**TEXT TO READ:**
----

Everybody’s Got Something to Hide Except Me and My iPhone

27 October 2009, 00.01 | Posted in photography, technology, travel | 2 comments »


Tribeca, Sunday morning

I was taking a train from New York to back to Boston recently, and—as I usually do when I am coming home from a trip—I started flicking through the photos that I had taken on my iPhone.  I’ve never stopped to give it a lot of thought, but this had become common procedure for me.  Suddenly I realized that with all of the SLRs and Point & Shoots and Flips that I tend to carry around, the images on my iPhone actually tell the truest story of what I’ve been doing.  Thumbing through my iPhone cameraroll is an accurate re-telling of what’s been happening in my life on a day-to-day basis.

I’ve always liked the camera in the iPhone, and have been relatively happy with the results that you can get from it, but I hadn’t stopped to think much about the role it was playing.  I enjoy taking photos, and I have a lot of fun doing so.  Still, with an SLR, and even a Point & Shoot, I spend more time thinking about the shot—how it’s framed, are the settings correct, etc.  With the iPhone camera you take the shot.  Maybe it comes out, maybe it doesn’t.  There’s a charm to that.

It also leads to a lot of shots that you may not stop to take with another camera: a sign at the airport, the cup of coffee you just ordered, a funny bumper sticker.  I used to keep boxes of old ticket stubs from concerts and movies, but now I take a photo of the movie poster as I’m walking into the theater, or the marquee outside of a show.  It makes a nice timeline.  I also takes tons of photos of food.  I probably have a photo of every meal I’ve eaten in a decent restaurant in the past year (much to my wife’s delight).

And it’s not just photos, it’s screenshots too.  A funny text or Twitter.  Something cool I see online.  A map of a trip.  It all gets dumped into the photoroll without much thought, but afterwards they become pieces of a puzzle that are easy to put back together.

----

**MATERIAL:**
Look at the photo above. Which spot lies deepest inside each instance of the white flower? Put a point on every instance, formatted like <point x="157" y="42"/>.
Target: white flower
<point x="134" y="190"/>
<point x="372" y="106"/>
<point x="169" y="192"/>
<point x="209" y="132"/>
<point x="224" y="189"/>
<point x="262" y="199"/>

----

**PROBLEMS:**
**A.** Lay out the listing as a Markdown table with a Row column for the number and a Line column for each line. Skip any blank lines.
**B.** Pick up the blog post about iPhone photos after its final sentence and keep writing.

**TASK-BY-TASK OUTPUTS:**
**A.**
| Row | Line |
|---|---|
| 1 | Look at the photo above. Which spot lies deepest inside each instance of the white flower? Put a point on every instance, formatted like <point x="157" y="42"/>. |
| 2 | Target: white flower |
| 3 | <point x="134" y="190"/> |
| 4 | <point x="372" y="106"/> |
| 5 | <point x="169" y="192"/> |
| 6 | <point x="209" y="132"/> |
| 7 | <point x="224" y="189"/> |
| 8 | <point x="262" y="199"/> |

**B.**
You don’t have to read a lot about photography to see the oft-repeated phrase “The best camera is the one that’s with you.” While this has always been true, when I stop to think about it with regards to the iPhone, it’s incredible.  In the roughly two years that I’ve had this phone, I don’t think it’s ever been more than 30 seconds away from me. Seriously.  It’s usually in my pocket.  Sometimes it may be upstairs when I’m downstairs, but that’s about it.  I don’t go out of the house without it.  I don’t leave it home when I go somewhere.  It’s literally with me everywhere, and as result, I have photos of things that I may have never captured with a regular camera.

I’ve never kept a journal.  I have a website/blog/Tumblr dealy.  I have a Flickr photostream.  I have this column.  These are all outlets for sharing specific information that I choose.  I put at least a small amount of thought into everything I post on these sites.  I take a certain amount of pride in it all.

And yet I can sit, as I often do, and look at all the photos on my phone and feel like I’m watching the story of my own life.  As mundane as it sometimes is, I never get tired of it.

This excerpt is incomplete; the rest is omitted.